To be done: Please format the lines of all the items below as a single numbered list, omitting any blank lines.

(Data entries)
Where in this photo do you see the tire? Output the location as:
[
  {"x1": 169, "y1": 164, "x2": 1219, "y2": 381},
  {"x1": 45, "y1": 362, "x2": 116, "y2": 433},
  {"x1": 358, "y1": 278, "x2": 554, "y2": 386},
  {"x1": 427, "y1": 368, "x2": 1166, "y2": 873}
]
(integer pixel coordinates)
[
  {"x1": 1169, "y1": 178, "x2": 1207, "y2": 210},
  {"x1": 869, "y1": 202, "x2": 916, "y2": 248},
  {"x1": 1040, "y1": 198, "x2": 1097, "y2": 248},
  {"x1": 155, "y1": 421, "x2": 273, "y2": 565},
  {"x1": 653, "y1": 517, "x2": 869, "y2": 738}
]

Solution:
1. Where in this photo do you see the tire? Output the location as:
2. [
3.   {"x1": 169, "y1": 164, "x2": 1219, "y2": 381},
4.   {"x1": 45, "y1": 362, "x2": 116, "y2": 433},
5.   {"x1": 358, "y1": 278, "x2": 554, "y2": 386},
6.   {"x1": 427, "y1": 368, "x2": 1166, "y2": 873}
7. ]
8. (integer pixel coordinates)
9. [
10.   {"x1": 1169, "y1": 178, "x2": 1207, "y2": 210},
11.   {"x1": 869, "y1": 202, "x2": 916, "y2": 248},
12.   {"x1": 1040, "y1": 198, "x2": 1097, "y2": 248},
13.   {"x1": 155, "y1": 421, "x2": 273, "y2": 565},
14.   {"x1": 653, "y1": 517, "x2": 869, "y2": 738}
15. ]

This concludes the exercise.